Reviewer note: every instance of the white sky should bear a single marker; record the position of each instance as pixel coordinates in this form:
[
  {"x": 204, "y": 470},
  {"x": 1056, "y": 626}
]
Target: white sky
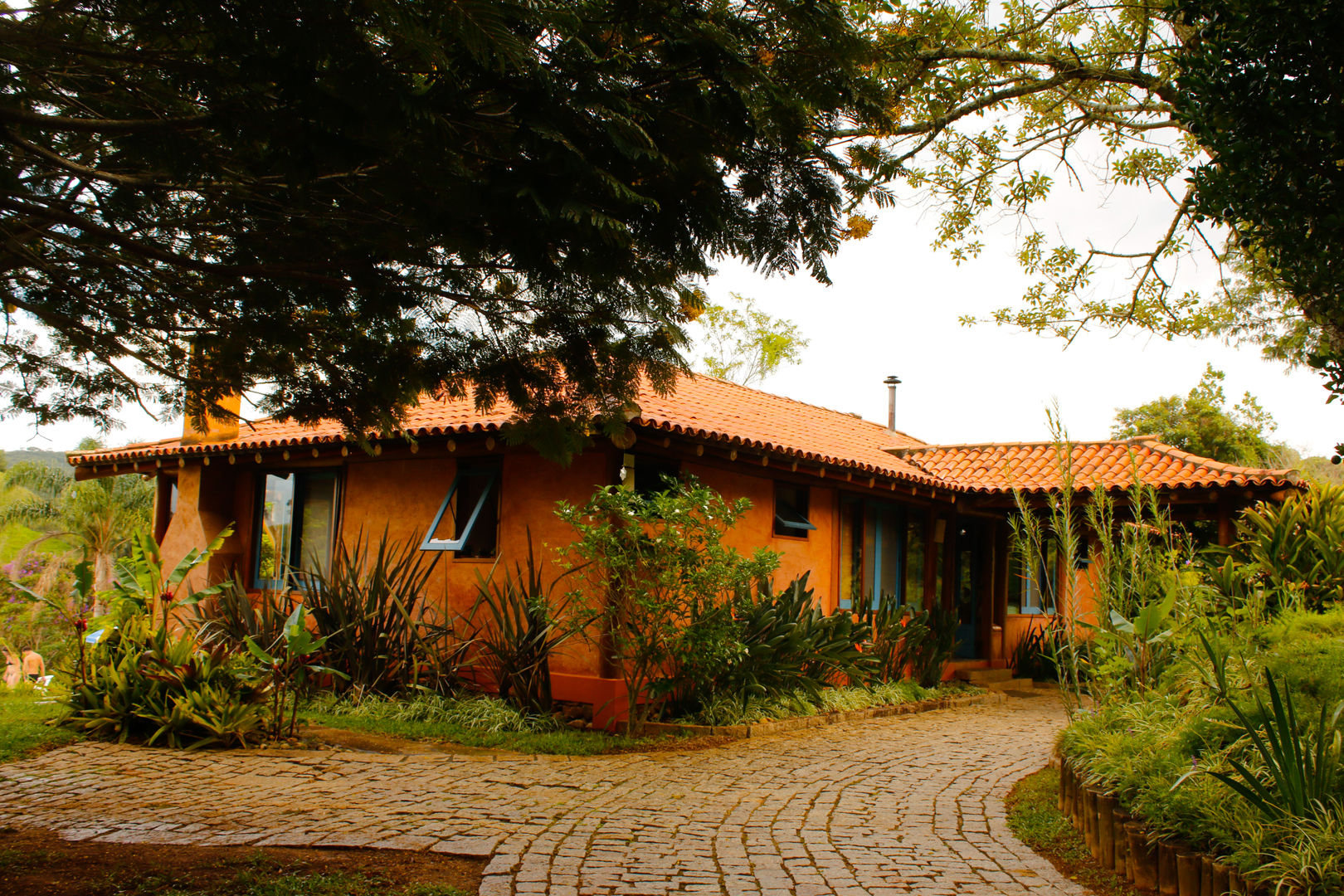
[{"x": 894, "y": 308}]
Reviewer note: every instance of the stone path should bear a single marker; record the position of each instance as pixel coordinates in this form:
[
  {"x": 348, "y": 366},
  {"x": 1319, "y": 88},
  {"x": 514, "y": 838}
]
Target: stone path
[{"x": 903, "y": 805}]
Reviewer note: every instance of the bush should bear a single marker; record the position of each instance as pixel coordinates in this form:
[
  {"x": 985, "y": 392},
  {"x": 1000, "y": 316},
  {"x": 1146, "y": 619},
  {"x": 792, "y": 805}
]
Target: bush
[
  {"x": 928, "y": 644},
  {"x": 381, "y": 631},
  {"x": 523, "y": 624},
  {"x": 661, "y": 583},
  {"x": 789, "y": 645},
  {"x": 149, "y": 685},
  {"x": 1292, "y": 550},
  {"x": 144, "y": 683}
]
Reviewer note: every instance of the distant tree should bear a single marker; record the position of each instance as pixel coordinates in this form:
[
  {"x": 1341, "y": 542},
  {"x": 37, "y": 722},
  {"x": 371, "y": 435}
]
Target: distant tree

● ● ● ●

* _GIVEN INSTRUCTION_
Resize the answers to all the entries above: copy every line again, requests included, and multiply each x and y point coordinate in the answers by 0.3, rounding to whole numbers with halves going up. The sample coordinates in the requests stay unchanged, and the pictures are left out.

* _SOLUTION TO THE PROBLEM_
Reviewer note: every instance of the white sky should bear a single marker; record the position of each instance as pixel coordinates in this form:
[
  {"x": 204, "y": 470},
  {"x": 1056, "y": 626}
]
Target: white sky
[{"x": 268, "y": 92}]
Reviewer note: every instance of the stone path should bear a single marker; record the position of each instance as pixel coordinates in this form:
[
  {"x": 348, "y": 366},
  {"x": 1319, "y": 88},
  {"x": 514, "y": 838}
]
Target: stone path
[{"x": 271, "y": 242}]
Reviewer note: every instance of the bush should bear a single marker; record the position of each instance as pixel coordinates in this form:
[
  {"x": 985, "y": 392},
  {"x": 1000, "y": 316},
  {"x": 1146, "y": 619},
  {"x": 792, "y": 805}
]
Target: bush
[
  {"x": 278, "y": 193},
  {"x": 114, "y": 189},
  {"x": 157, "y": 187},
  {"x": 198, "y": 175},
  {"x": 237, "y": 194},
  {"x": 45, "y": 206},
  {"x": 388, "y": 165},
  {"x": 43, "y": 205}
]
Reviewer note: every instance of the distant tree should bear a single marker; record the position of each instance as pixel coordinates in this form:
[
  {"x": 1341, "y": 542},
  {"x": 37, "y": 722},
  {"x": 371, "y": 435}
]
Target: distant tree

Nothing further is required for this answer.